Source —
━━━━━━━━

Split `es` locale into several variations and migrate existing user translations to `es-ES` #22982

diox · 2025-01-10T14:07:23Z

Context

As part of streamlining our locales we're splitting es into several variations. The Pontoon team have asked us to copy over the existing locale to the new ones and they'll sort them (either as actual translations or suggestions) in Pontoon. That makes the diff for this PR rather large and scary since I've copied the existing .po file into several new ones. You can diff them with the es one to make sure I haven't messed it up and then ignore them.

Testing

Locally, you need to either bypass addons-frontend in nginx.conf (by replacing the try_files $uri @frontendamo by try_files $uri @olympia) or build a custom addons-frontend image with mozilla/addons-frontend#13401 otherwise it won't let you use the new locales, as in local development we're proxying requests through addons-frontend instead of fully defining routes in nginx.

The es locale should no exist anymore, and be replaced by the new variants.

Migrations

This change contains 3 migrations that will affect hundreds of thousands of rows in dev/stage/prod. I've tested them locally with 700k+ rows and the biggest one took less than 10 seconds.

━━━━━━━━

Requests —
- A) In the pull request, how many rows were used to test the migrations locally?
- B) Reproduce the stretch of the pull request from "As part of streamlining" through "then ignore them.".

(Location annotation dataset excerpts)

━━━━━━━━

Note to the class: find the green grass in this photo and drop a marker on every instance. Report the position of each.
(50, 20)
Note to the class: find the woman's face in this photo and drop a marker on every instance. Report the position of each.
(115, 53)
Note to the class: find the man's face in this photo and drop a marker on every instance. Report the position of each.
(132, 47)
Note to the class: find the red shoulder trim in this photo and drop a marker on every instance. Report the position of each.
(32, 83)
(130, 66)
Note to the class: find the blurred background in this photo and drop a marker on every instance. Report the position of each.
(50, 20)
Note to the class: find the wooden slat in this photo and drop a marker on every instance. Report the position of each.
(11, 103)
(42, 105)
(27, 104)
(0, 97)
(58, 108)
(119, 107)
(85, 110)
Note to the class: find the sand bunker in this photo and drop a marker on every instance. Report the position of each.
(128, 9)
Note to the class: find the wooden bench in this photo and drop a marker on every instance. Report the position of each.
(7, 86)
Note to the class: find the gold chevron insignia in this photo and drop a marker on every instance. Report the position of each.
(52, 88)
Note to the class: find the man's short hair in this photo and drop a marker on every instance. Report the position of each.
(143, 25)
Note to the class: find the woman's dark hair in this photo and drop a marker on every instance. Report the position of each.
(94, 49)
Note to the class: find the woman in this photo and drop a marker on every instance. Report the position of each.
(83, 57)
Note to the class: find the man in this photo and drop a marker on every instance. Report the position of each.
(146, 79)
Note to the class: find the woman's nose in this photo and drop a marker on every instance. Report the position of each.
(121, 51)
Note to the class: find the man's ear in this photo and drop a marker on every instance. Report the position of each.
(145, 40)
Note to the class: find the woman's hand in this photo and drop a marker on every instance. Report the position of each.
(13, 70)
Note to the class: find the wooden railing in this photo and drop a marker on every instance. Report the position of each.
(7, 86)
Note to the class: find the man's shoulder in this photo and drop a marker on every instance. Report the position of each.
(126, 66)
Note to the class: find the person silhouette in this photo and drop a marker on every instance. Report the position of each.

━━━━━━━━

Solutions for each task —
- A) More than 700k rows.

- B)
As part of streamlining our locales we're splitting es into several variations. The Pontoon team have asked us to copy over the existing locale to the new ones and they'll sort them (either as actual translations or suggestions) in Pontoon. That makes the diff for this PR rather large and scary since I've copied the existing .po file into several new ones. You can diff them with the es one to make sure I haven't messed it up and then ignore them.